Referring expression pointing data

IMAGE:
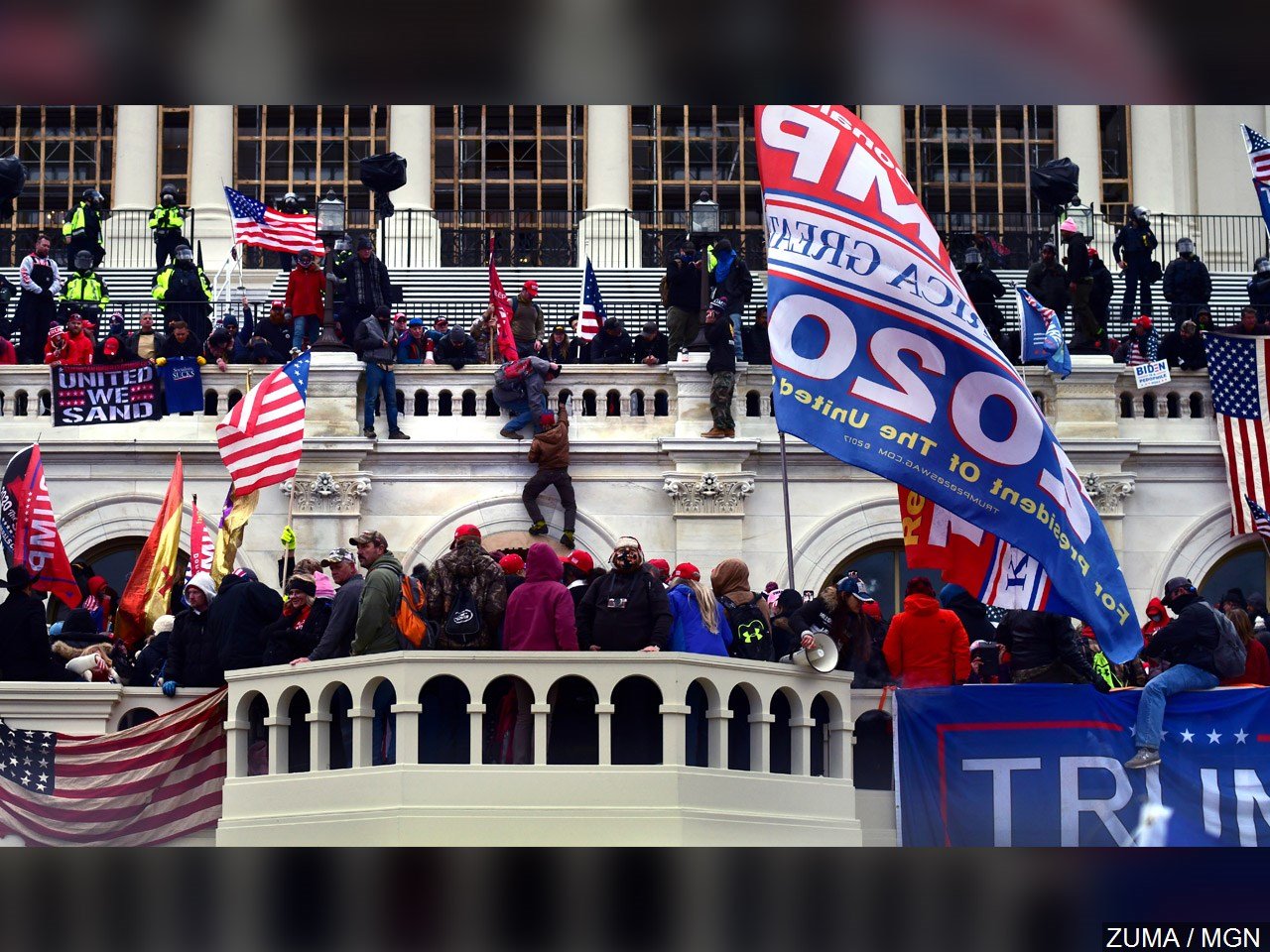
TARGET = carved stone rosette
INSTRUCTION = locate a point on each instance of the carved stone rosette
(708, 494)
(324, 493)
(1107, 492)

**Exercise description:**
Give the data again exactly. Keep the images out.

**Finished exercise:**
IMAGE:
TARGET = carved stone rosette
INSTRUCTION = locate a point on each instance of the carved stone rosette
(708, 494)
(324, 493)
(1107, 492)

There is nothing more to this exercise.